» **Work to be completed**
Reproduce word for word the lines below, from the line containing "Species-survey task: indicate the elderly" through the final line, both included.

>> START Material for this exercise

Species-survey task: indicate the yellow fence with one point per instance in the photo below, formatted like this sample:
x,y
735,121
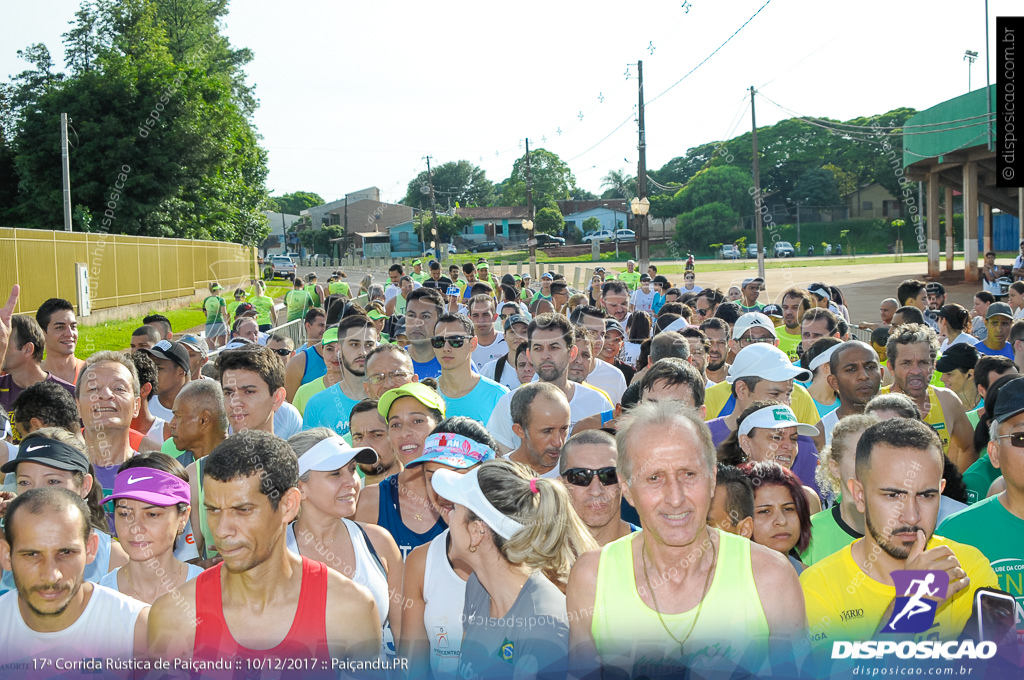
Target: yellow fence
x,y
123,269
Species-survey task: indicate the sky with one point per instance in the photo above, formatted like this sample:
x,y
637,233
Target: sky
x,y
355,94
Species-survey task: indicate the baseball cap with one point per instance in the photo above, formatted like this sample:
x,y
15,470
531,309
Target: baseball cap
x,y
765,362
820,291
465,490
752,320
170,351
516,319
998,309
454,451
775,418
332,454
961,355
1009,402
50,453
418,391
151,485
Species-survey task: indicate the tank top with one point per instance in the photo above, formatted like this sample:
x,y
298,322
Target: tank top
x,y
935,417
306,638
443,595
389,517
629,635
315,368
105,629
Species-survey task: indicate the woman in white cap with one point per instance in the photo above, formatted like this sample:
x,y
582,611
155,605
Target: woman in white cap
x,y
520,537
435,582
366,553
152,501
769,430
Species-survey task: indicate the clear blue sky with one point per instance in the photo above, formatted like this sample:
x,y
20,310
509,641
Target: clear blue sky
x,y
354,94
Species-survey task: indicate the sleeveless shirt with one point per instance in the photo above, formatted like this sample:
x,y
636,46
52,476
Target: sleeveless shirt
x,y
389,517
306,638
443,594
731,631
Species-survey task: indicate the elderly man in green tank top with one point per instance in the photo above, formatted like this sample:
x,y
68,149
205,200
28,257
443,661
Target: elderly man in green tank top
x,y
678,595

>> END Material for this exercise

» **Final result**
Species-survey task: indicate the elderly man in green tank top with one point per instance in the photo above, formatted like this sample:
x,y
68,149
205,200
28,257
443,661
Target: elderly man in green tank top
x,y
678,595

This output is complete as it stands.